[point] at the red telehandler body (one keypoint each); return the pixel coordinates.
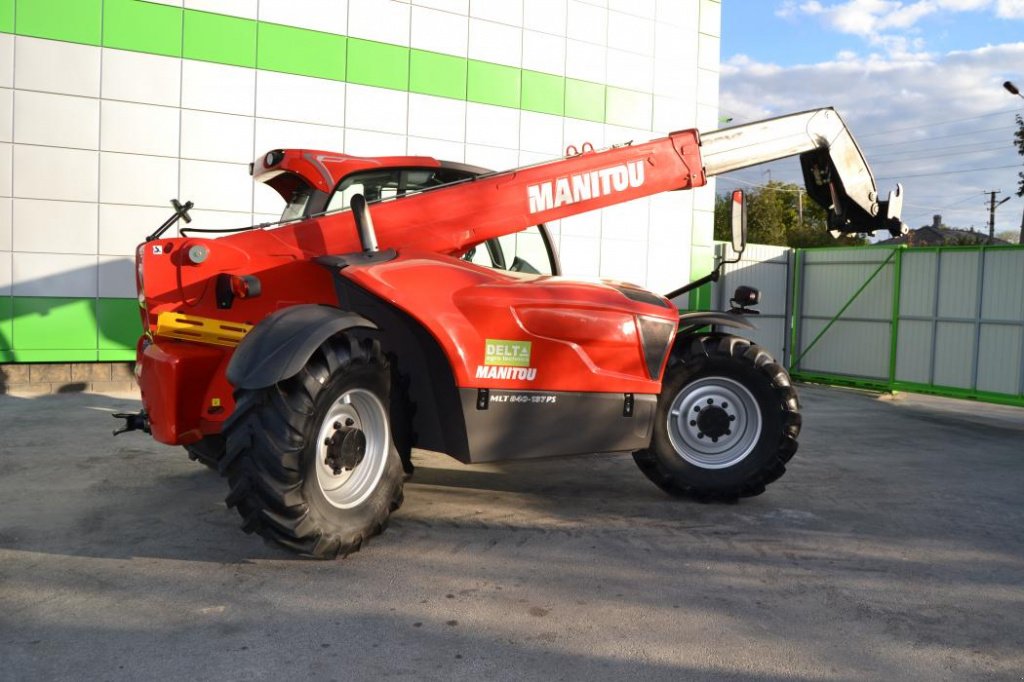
(389, 309)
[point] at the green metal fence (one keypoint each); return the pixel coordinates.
(946, 321)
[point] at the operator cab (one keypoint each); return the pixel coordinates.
(527, 252)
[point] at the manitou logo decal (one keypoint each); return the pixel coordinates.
(509, 373)
(506, 359)
(580, 187)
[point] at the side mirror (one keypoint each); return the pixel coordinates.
(738, 221)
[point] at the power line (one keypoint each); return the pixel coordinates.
(973, 195)
(940, 123)
(934, 137)
(902, 158)
(937, 146)
(963, 170)
(761, 186)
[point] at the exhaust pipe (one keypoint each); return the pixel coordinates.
(364, 224)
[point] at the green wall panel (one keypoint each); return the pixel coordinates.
(66, 330)
(118, 324)
(55, 356)
(219, 38)
(584, 100)
(628, 108)
(6, 328)
(378, 65)
(145, 27)
(142, 27)
(116, 355)
(301, 51)
(493, 84)
(6, 15)
(543, 92)
(433, 74)
(54, 324)
(73, 20)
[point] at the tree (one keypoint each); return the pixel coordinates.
(1019, 142)
(773, 216)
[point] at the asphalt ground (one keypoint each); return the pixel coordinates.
(893, 549)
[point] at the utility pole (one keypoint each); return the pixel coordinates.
(991, 212)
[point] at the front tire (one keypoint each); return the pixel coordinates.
(310, 461)
(726, 423)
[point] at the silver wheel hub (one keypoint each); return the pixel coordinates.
(352, 445)
(714, 422)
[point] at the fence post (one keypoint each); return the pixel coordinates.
(797, 306)
(894, 330)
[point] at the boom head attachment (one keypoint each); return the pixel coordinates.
(850, 212)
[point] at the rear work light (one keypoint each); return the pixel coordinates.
(230, 287)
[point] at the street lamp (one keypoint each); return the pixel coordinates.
(1012, 89)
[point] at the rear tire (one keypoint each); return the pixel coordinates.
(726, 423)
(284, 481)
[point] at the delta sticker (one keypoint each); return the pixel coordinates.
(507, 353)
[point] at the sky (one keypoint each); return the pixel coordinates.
(919, 82)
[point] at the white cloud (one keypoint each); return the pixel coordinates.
(914, 115)
(1010, 8)
(890, 25)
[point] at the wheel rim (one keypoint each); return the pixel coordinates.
(357, 409)
(714, 423)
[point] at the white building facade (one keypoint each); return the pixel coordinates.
(109, 109)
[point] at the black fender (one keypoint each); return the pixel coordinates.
(706, 317)
(282, 343)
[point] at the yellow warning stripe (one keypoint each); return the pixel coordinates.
(201, 330)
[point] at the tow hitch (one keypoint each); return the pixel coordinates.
(133, 422)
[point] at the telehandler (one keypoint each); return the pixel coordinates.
(407, 302)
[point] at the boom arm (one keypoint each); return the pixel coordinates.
(453, 218)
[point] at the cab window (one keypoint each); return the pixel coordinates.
(525, 252)
(379, 184)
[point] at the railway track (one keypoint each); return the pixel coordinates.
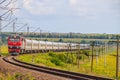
(62, 73)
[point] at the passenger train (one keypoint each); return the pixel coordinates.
(20, 45)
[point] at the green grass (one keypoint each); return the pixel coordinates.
(70, 62)
(16, 76)
(4, 50)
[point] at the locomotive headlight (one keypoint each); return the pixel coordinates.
(18, 47)
(10, 46)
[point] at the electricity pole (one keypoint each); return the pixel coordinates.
(117, 56)
(13, 27)
(92, 44)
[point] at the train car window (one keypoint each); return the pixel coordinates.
(14, 40)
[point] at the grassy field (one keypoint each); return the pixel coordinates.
(72, 39)
(4, 50)
(16, 76)
(104, 65)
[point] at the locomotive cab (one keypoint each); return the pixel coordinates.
(14, 44)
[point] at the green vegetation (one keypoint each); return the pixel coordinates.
(4, 50)
(104, 65)
(62, 37)
(16, 76)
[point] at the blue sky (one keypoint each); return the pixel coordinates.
(83, 16)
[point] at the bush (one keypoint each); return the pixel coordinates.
(56, 61)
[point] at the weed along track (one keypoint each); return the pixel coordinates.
(61, 73)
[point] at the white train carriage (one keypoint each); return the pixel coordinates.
(55, 46)
(84, 46)
(73, 46)
(60, 46)
(49, 45)
(35, 45)
(28, 44)
(42, 45)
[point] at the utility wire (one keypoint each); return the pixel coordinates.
(2, 1)
(9, 23)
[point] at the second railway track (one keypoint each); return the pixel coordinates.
(62, 73)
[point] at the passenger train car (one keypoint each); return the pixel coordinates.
(18, 44)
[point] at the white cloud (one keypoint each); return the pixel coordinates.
(43, 7)
(69, 7)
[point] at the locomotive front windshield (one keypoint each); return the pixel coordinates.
(14, 39)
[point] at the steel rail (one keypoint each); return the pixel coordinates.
(62, 73)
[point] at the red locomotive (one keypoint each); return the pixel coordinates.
(18, 44)
(14, 44)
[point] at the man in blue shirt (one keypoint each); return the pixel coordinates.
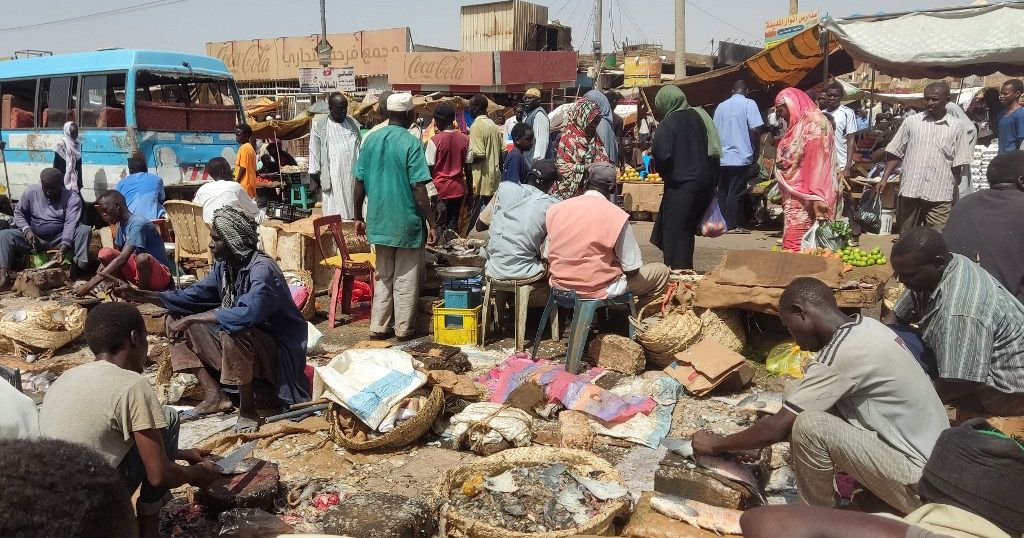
(1011, 129)
(516, 167)
(738, 122)
(139, 256)
(240, 325)
(142, 191)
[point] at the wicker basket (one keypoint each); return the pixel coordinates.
(675, 331)
(44, 328)
(580, 461)
(404, 433)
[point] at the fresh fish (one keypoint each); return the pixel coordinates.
(770, 403)
(683, 447)
(503, 483)
(723, 521)
(602, 490)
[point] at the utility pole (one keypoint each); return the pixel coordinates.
(680, 39)
(598, 60)
(324, 48)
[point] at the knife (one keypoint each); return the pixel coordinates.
(228, 463)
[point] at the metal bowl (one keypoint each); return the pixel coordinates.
(459, 273)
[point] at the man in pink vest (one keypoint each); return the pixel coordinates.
(591, 247)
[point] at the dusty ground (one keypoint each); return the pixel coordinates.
(416, 470)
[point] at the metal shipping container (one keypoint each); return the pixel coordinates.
(500, 26)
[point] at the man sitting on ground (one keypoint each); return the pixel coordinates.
(47, 216)
(973, 327)
(138, 257)
(865, 375)
(964, 486)
(224, 192)
(987, 226)
(55, 488)
(142, 191)
(516, 215)
(239, 323)
(591, 248)
(108, 406)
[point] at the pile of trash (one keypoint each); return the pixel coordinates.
(535, 499)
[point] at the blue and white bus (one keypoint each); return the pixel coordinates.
(179, 111)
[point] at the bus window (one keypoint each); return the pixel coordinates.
(57, 100)
(166, 101)
(17, 105)
(102, 100)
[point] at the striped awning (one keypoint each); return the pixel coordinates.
(792, 59)
(796, 61)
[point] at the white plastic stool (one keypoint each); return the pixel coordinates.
(521, 290)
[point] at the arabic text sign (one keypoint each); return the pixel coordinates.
(279, 58)
(325, 80)
(779, 30)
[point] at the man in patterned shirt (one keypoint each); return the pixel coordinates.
(931, 148)
(863, 407)
(970, 323)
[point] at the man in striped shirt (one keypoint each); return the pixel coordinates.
(931, 148)
(974, 327)
(863, 406)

> [Problem to work on] Reproduce every entry word for word, but omit the pictures.

> [Completed task]
[point] at the red telehandler body (one keypoint each); return the pixel coordinates.
(389, 309)
[point] at the green metal fence (one keypoint each); return the pixel coordinates.
(946, 321)
[point] at the operator cab (one keypoint each); return the pixel coordinates.
(527, 252)
[point] at the manitou logo decal (one keypoint each); return the pixel coordinates.
(509, 373)
(506, 359)
(580, 187)
[point] at the side mirror (one keypoint each); return the pixel coordinates.
(738, 221)
[point] at the power line (one keypoint each); return the pixel coordinates.
(973, 195)
(940, 123)
(934, 137)
(902, 158)
(937, 146)
(963, 170)
(761, 186)
[point] at the exhaust pipe (one keypoint each); return the pixel coordinates.
(364, 224)
[point] at the green wall panel (one keypoint each); return the pixel coordinates.
(66, 330)
(118, 324)
(55, 356)
(219, 38)
(584, 100)
(628, 108)
(6, 328)
(378, 65)
(145, 27)
(142, 27)
(116, 355)
(301, 51)
(493, 84)
(6, 15)
(543, 92)
(433, 74)
(54, 324)
(73, 20)
[point] at the tree (one keypoint each); return the pixel coordinates.
(1019, 142)
(773, 216)
[point] at the asphalt ground (one keypoint each); return the pixel coordinates.
(893, 549)
[point] at the utility pole (one keypoint each); return the pixel coordinates.
(991, 212)
[point] at the front tire (one keypoint each); return the pixel coordinates.
(310, 461)
(726, 423)
[point] at the silver wheel hub (one keypoint each); return the pixel coordinates.
(352, 445)
(714, 422)
[point] at the fence post (one keypoint each); return the pixel coordinates.
(797, 306)
(894, 330)
[point] at the boom head attachment (one keypoint each); return the pixel coordinates.
(850, 212)
[point] at the rear work light (one keypoint each); return the pixel coordinates.
(230, 287)
[point] at the street lamp (one keypoint each); return the pixel coordinates.
(1012, 89)
[point] at the rear tire (one keypoint each); return the pixel coordinates.
(726, 423)
(284, 481)
[point] at the delta sticker (one keypoint each); return the pixel coordinates.
(507, 353)
[point] at the sky (one keypoint each); return the pixel coordinates.
(919, 82)
[point] at the white cloud (one keypoint each); return the pixel coordinates.
(914, 115)
(1010, 8)
(890, 25)
[point] at the wheel rim (one keypoint each); return the pixel coordinates.
(357, 409)
(714, 423)
[point] at the white building facade (one keypoint each); return the pixel coordinates.
(109, 109)
[point] at the black fender (one keypoint each); return the pixel coordinates.
(706, 317)
(282, 343)
[point] at the yellow warning stripe (one keypoint each); return the pixel coordinates.
(201, 330)
[point] at the tow hitch (one keypoint each); return the pixel coordinates.
(133, 422)
[point] at the telehandler (one keypoint each); return the pixel coordinates.
(407, 302)
[point] at the boom arm (one keypoint each); return the pixel coordinates.
(453, 218)
[point] at the cab window (one keypoint each); return the pixel coordinates.
(525, 252)
(379, 184)
[point] at the railway track (one keypoint each); return the pixel coordinates.
(62, 73)
[point] at the passenger train (one keypoint each); return the pixel coordinates.
(20, 45)
[point] at the green grass (one keypoint each); return the pixel coordinates.
(70, 62)
(16, 76)
(4, 50)
[point] at the locomotive headlight (one keypoint each); return the pixel coordinates.
(18, 47)
(10, 46)
[point] at the electricity pole (one keypoint each); return the pixel coordinates.
(117, 56)
(13, 27)
(92, 44)
[point] at the train car window (one keypoint each); return the pixel coordinates.
(14, 40)
[point] at the grassy field (one keypoint each); return the pixel coordinates.
(72, 39)
(4, 50)
(16, 76)
(104, 65)
[point] at the locomotive cab (one keypoint each); return the pixel coordinates.
(14, 44)
[point] at the green vegetation (one keypoint each); return the pixel coordinates.
(4, 50)
(104, 65)
(62, 37)
(16, 76)
[point] at the blue sky (one keypoint each); return the pixel coordinates.
(83, 16)
[point] at the bush (one keypoint each); return the pixel coordinates.
(56, 61)
[point] at the weed along track (one keypoint each); return the pixel coordinates.
(61, 73)
[point] at the white train carriage (one keypoint each); return the pixel coordinates.
(55, 46)
(84, 46)
(73, 46)
(60, 46)
(49, 45)
(35, 45)
(28, 44)
(42, 45)
[point] at the utility wire (one keypoint each); return the pixel coordinates.
(2, 1)
(9, 23)
[point] at the second railway track (one keypoint each); return the pixel coordinates.
(62, 73)
[point] at the passenger train car (one keypoint each); return the pixel coordinates.
(18, 44)
[point] at the white cloud (one keypoint each); return the pixel coordinates.
(43, 7)
(69, 7)
[point] at the locomotive front windshield (one keypoint each); return the pixel coordinates.
(14, 39)
[point] at the steel rail (one keypoint each); return the pixel coordinates.
(62, 73)
[point] at the red locomotive (one keypoint each); return the pixel coordinates.
(18, 44)
(14, 44)
[point] at the man in blue shirt (one keypoint each); return the pixel coordinates.
(1011, 129)
(516, 167)
(738, 122)
(139, 256)
(240, 325)
(142, 191)
[point] at the wicker basket (one keypoint each); return the pixel coordinates.
(675, 331)
(44, 328)
(580, 461)
(404, 433)
[point] at the fresh fish (one keypoint each); return the pixel coordinates.
(770, 403)
(683, 447)
(503, 483)
(723, 521)
(602, 490)
[point] at the utility pole (one keypoint each); return the pixel coordinates.
(680, 39)
(598, 60)
(324, 48)
[point] at the knife (one keypoint each); return the pixel coordinates.
(228, 463)
[point] at the metal bowl (one keypoint each); return the pixel coordinates.
(459, 273)
[point] at the man in pink vest (one keypoint each); return the pixel coordinates.
(591, 247)
[point] at the dusty ground (one keypoint each); return the pixel coordinates.
(416, 470)
[point] at the metal shipping container (one keypoint each); return the pixel coordinates.
(500, 26)
[point] at the man sitting on ground (one keypoint each); return the pixel coordinates.
(47, 216)
(973, 327)
(138, 257)
(865, 375)
(964, 486)
(224, 192)
(987, 226)
(55, 488)
(142, 191)
(516, 215)
(239, 323)
(591, 248)
(108, 406)
[point] at the pile of trash (one keypoint each); return the pixel coordinates.
(535, 499)
[point] at the blue and white bus (one keypoint each); return the pixel coordinates.
(179, 111)
[point] at the bus window (one keypoint each); return the pixel coordinates.
(57, 100)
(166, 101)
(17, 105)
(102, 100)
[point] at the striped awning (one keypoint each); return the pixel coordinates.
(792, 59)
(796, 61)
[point] at the white plastic stool (one keypoint each); return the pixel coordinates.
(521, 290)
[point] at the arabic text sign (one keypoint each); return the pixel coordinates.
(279, 58)
(325, 80)
(779, 30)
[point] at the man in patterned shirt (one keypoint each); return the pixel coordinates.
(931, 148)
(863, 407)
(970, 323)
[point] at the man in striped shirt (one keypoint each); return the pixel coordinates.
(931, 148)
(974, 327)
(863, 406)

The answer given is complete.